- OBJECTIVE
Reproduce every one of the records below word for word, without changing or leaving out anything.

..............................

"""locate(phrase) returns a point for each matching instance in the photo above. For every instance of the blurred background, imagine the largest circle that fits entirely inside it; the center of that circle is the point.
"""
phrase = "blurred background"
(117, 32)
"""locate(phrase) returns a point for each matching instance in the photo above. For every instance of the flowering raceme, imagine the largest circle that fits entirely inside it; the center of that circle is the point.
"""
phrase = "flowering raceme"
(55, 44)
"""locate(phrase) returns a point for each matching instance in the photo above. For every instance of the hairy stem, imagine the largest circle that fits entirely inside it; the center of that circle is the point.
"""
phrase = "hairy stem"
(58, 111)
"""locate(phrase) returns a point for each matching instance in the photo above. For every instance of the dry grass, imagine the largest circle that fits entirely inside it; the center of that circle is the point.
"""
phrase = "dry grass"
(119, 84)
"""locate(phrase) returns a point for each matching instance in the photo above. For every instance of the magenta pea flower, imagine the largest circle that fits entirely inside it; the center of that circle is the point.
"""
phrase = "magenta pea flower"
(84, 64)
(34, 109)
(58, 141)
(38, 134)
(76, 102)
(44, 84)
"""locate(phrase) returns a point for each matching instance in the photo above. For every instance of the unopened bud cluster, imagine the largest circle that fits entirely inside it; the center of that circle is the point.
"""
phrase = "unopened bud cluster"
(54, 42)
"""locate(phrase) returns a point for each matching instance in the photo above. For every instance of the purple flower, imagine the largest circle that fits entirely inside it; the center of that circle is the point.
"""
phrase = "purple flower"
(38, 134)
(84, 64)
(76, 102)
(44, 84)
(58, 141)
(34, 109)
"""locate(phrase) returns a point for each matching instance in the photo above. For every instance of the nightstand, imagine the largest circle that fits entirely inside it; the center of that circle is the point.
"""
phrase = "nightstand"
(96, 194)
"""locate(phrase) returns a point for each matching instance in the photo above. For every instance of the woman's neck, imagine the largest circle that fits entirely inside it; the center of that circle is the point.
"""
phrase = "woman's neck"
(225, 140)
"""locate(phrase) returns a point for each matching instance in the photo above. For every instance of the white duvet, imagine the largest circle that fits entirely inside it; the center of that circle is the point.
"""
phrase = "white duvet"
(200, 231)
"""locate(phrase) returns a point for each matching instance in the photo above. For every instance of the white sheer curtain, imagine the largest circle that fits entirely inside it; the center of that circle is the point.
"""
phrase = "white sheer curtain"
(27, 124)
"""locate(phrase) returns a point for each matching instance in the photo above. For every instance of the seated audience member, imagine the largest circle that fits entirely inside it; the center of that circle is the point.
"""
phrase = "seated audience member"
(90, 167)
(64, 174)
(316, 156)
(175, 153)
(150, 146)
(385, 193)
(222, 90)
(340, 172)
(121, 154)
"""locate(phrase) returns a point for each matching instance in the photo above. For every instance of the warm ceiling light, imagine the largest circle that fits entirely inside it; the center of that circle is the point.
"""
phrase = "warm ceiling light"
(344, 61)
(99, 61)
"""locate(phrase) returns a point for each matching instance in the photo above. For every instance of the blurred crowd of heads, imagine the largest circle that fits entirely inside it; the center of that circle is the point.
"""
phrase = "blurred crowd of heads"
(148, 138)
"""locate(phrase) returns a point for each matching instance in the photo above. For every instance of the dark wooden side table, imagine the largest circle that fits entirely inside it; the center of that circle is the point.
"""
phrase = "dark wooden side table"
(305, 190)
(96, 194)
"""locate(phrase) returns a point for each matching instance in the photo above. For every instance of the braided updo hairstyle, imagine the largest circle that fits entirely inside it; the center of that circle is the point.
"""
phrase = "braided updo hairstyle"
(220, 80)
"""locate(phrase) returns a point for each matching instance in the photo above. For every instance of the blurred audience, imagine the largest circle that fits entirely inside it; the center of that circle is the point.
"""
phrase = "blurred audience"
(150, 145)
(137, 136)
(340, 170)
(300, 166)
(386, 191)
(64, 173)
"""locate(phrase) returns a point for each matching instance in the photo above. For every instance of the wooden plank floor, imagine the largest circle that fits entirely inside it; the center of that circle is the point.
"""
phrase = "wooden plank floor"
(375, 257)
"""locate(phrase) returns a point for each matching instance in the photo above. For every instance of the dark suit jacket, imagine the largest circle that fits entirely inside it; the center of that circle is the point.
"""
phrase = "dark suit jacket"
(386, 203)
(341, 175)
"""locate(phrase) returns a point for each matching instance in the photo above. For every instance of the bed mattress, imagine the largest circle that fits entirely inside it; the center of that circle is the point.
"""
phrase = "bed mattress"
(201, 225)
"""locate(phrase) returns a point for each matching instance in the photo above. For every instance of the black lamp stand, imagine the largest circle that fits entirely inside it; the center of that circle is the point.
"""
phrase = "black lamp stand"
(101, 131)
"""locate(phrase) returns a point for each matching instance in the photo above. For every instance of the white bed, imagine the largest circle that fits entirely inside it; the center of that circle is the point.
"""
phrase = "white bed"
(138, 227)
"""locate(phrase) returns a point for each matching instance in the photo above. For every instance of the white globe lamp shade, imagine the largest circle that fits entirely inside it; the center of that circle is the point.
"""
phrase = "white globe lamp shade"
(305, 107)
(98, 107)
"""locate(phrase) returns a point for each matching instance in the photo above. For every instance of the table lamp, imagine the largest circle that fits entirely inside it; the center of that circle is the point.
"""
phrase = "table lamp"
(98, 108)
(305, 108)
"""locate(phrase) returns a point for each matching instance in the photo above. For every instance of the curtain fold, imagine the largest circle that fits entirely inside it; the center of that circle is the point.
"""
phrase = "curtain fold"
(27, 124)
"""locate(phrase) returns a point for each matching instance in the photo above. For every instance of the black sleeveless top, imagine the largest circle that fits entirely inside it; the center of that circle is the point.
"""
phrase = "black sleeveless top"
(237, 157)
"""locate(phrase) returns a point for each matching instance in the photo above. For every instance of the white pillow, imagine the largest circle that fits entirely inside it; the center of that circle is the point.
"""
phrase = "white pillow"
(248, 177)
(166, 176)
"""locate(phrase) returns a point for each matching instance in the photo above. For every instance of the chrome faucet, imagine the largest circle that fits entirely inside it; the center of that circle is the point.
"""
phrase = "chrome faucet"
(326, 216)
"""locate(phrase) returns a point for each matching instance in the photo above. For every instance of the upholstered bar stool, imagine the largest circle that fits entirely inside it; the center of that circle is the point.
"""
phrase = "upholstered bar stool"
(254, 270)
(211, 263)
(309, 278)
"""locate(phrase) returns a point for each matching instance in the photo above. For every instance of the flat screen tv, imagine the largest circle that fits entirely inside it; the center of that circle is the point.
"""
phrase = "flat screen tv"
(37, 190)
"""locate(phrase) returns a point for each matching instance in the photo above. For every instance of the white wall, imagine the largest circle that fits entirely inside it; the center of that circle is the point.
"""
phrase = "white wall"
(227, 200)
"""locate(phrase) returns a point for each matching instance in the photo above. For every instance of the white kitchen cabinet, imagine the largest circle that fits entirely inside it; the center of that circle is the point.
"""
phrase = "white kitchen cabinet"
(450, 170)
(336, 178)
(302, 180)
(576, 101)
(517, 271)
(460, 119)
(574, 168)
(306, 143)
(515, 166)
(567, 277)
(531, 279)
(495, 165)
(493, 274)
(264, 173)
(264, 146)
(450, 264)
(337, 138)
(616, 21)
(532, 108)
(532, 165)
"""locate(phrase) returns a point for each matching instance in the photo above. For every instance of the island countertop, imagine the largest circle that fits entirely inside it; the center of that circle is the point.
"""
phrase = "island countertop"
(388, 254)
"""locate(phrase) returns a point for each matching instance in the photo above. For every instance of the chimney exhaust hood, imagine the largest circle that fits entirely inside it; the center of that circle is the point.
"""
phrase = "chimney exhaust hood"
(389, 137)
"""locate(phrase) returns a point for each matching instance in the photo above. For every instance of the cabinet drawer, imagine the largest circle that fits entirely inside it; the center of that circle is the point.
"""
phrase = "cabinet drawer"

..............................

- ANSWER FOR THIS EXERCISE
"""locate(phrase) returns a point for each matching instance in the photo above. For every instance of the blurred background, imagine the largest circle that fits entirely inside it; the center of that circle is the point.
"""
phrase = "blurred background"
(117, 32)
"""locate(phrase) returns a point for each matching instance in the photo above. For every instance of the flowering raceme, imagine the largest circle that fits entirely inside it; the center of that circle is the point.
"""
phrase = "flowering raceme"
(55, 44)
"""locate(phrase) returns a point for each matching instance in the photo above. For every instance of the hairy stem, imagine the largest circle that fits entirely inside it; the center of that circle is the point.
"""
phrase = "hairy stem"
(58, 111)
"""locate(phrase) returns a point for each matching instance in the photo above. For every instance of the dry grass, imagine the largest circle that fits entirely inside it; the center of that circle is the point.
"""
phrase = "dry grass"
(119, 84)
"""locate(phrase) returns a point for each matching instance in the photo above. For every instance of the magenta pea flower, imagine the largest circle that fits entirely inside it; the center of that circle is the point.
"""
phrase = "magenta pea flower"
(84, 64)
(34, 109)
(58, 141)
(38, 134)
(76, 102)
(44, 84)
"""locate(phrase) returns a point for each matching instance in the photo above. For every instance of the unopened bud cluster, imagine the largest circle that fits entirely inside it; the center of that circle is the point.
"""
phrase = "unopened bud cluster"
(54, 42)
"""locate(phrase) returns a point for each matching instance in the photo above. For every instance of the purple flower, imagine the largest circle that fits entirely inside it; the center of that circle is the point.
"""
phrase = "purple flower"
(38, 134)
(84, 64)
(76, 102)
(44, 84)
(58, 141)
(34, 109)
"""locate(phrase) returns a point for each matching instance in the photo above. For every instance of the nightstand, imagine the largest circle that fits entirely inside it; the center of that circle is the point.
"""
phrase = "nightstand"
(96, 194)
"""locate(phrase) returns a point for each matching instance in the photo above. For every instance of the woman's neck, imagine the largest circle that fits entirely inside it; the center of that circle is the point.
"""
phrase = "woman's neck"
(225, 140)
"""locate(phrase) returns a point for each matching instance in the photo above. For every instance of the white duvet, imagine the largest circle that fits entirely inside it; the center of that circle is the point.
"""
phrase = "white duvet"
(200, 231)
"""locate(phrase) returns a point for each matching instance in the photo above. For every instance of the white sheer curtain, imagine the largest circle that fits entirely inside it; the center of that circle is the point.
"""
phrase = "white sheer curtain"
(27, 124)
"""locate(phrase) returns a point for each matching instance in the photo above. For every instance of the seated audience member, imagine the largest circle that fits entirely inside it; the center of that circle is the point.
"""
phrase = "seated audience member"
(90, 167)
(64, 174)
(316, 156)
(175, 153)
(150, 146)
(385, 193)
(222, 90)
(340, 172)
(121, 154)
"""locate(phrase) returns a point for each matching instance in the photo above. For every instance of the warm ceiling light, imagine the largest circle that fits entirely inside it; the center of that circle is the point.
"""
phrase = "warm ceiling light"
(344, 61)
(99, 61)
"""locate(phrase) returns a point for each matching instance in the photo above. For every instance of the blurred crowd of heads, imagine the largest circle that fits entirely inside it; the center of that circle is the point.
"""
phrase = "blurred crowd of heads"
(148, 138)
"""locate(phrase) returns a point for each matching instance in the photo above. For every instance of the dark wooden side table, imagine the largest circle that fits entirely inside it; the center of that circle is the point.
"""
phrase = "dark wooden side table"
(305, 190)
(96, 194)
"""locate(phrase) returns a point for each matching instance in the photo above. For every instance of the braided updo hairstyle, imagine the largest circle that fits entirely inside it; the center of that circle is the point.
"""
phrase = "braided updo hairstyle"
(220, 80)
"""locate(phrase) returns a point for each matching instance in the photo above. For every instance of the blurred audience, imagine the largest circle that fits entirely inside it; the center of that circle is the point.
"""
phrase = "blurred audience"
(150, 145)
(137, 136)
(340, 170)
(300, 166)
(386, 191)
(64, 173)
"""locate(phrase) returns a point for each matching instance in the photo above. For every instance of the wooden plank floor, imagine the largest circle that fits entirely inside it; the center of that circle is the point.
"""
phrase = "wooden plank floor"
(375, 257)
"""locate(phrase) returns a point for each matching instance in the photo above. For every instance of the dark suit jacket, imagine the largest circle that fits entirely inside it; the center of that circle is the point.
"""
phrase = "dark suit jacket"
(386, 203)
(341, 175)
"""locate(phrase) returns a point for each matching instance in the photo above. For every instance of the bed mattress, imagine the largest circle that fits entirely inside it; the center of that circle is the point.
"""
phrase = "bed mattress"
(201, 225)
"""locate(phrase) returns a point for each matching instance in the photo above. For every instance of the black lamp stand, imagine the largest circle that fits entirely inside it; the center of that circle is the point.
"""
phrase = "black lamp stand"
(101, 131)
"""locate(phrase) returns a point for each matching instance in the photo above. For every instance of the white bed, imagine the largest circle that fits entirely inside it; the center of that circle is the point.
"""
phrase = "white bed"
(138, 227)
"""locate(phrase) returns a point for each matching instance in the photo above. For every instance of the white globe lamp shade, imagine the largest circle that fits entirely inside it; the center of that circle is the point.
"""
phrase = "white globe lamp shade"
(305, 107)
(98, 107)
"""locate(phrase) returns a point for each matching instance in the photo above. For every instance of the table lamp, imagine the largest circle that fits entirely inside it; the center of that circle is the point.
"""
phrase = "table lamp"
(98, 108)
(305, 108)
"""locate(phrase) returns a point for each matching instance in the photo above. For every instance of the curtain fold, imagine the largest circle that fits entirely inside it; the center of that circle is the point.
"""
phrase = "curtain fold"
(27, 124)
"""locate(phrase) returns a point for each matching instance in the photo above. For every instance of the black sleeveless top, imagine the largest circle that fits entirely inside it; the center of that circle is the point.
"""
phrase = "black sleeveless top"
(237, 157)
"""locate(phrase) returns a point for each matching instance in the photo above. For every instance of the white pillow, imagine the largest circle that fits entirely inside it; the center of that circle is the point.
"""
phrase = "white pillow"
(248, 177)
(166, 176)
"""locate(phrase) returns a point for each matching instance in the photo above. For every instance of the chrome faucet, imagine the largest circle that fits entirely inside it; the center of that circle is the point.
"""
phrase = "chrome faucet"
(326, 216)
"""locate(phrase) returns a point for each matching instance in the photo above. For every instance of the upholstered bar stool, imagine the largest circle that fits entirely inside it; the center of that circle is the point.
"""
phrase = "upholstered bar stool"
(254, 270)
(211, 263)
(309, 278)
"""locate(phrase) returns a point for each matching instance in the photo above. For every instance of the flat screen tv, imagine the largest circle that fits entirely inside it; the center of that circle is the point.
"""
phrase = "flat screen tv"
(37, 190)
"""locate(phrase) returns a point for each matching instance in the photo above. For every instance of the white wall, imagine the largest circle that fits entirely inside it; the center of that circle is the point.
"""
phrase = "white wall"
(227, 200)
"""locate(phrase) returns a point for each matching instance in the photo above. For every instance of the white kitchen cabinet, imagine the largest circle that fits entirely inside it; the center of that circle is the point.
"""
phrase = "white kitchen cabinet"
(450, 170)
(336, 178)
(302, 180)
(576, 101)
(517, 271)
(460, 119)
(574, 168)
(306, 143)
(515, 166)
(567, 277)
(531, 279)
(495, 165)
(493, 274)
(264, 173)
(264, 146)
(450, 264)
(337, 138)
(616, 21)
(532, 108)
(532, 165)
"""locate(phrase) returns a point for each matching instance in the photo above. For every instance of the island countertop, imagine the largest circle that fits entirely inside it; the center of that circle is the point.
"""
phrase = "island countertop"
(388, 254)
"""locate(phrase) returns a point for each matching instance in the photo above. For every instance of the chimney exhaust hood, imagine the largest circle that fits entirely inside it; the center of that circle is the point.
"""
phrase = "chimney exhaust hood"
(389, 137)
"""locate(phrase) returns a point for each matching instance in the photo above. For every instance of the cabinet drawer, imagine the largest circle that fits entirely inside it; the center of that circle is the point.
"""
phrase = "cabinet drawer"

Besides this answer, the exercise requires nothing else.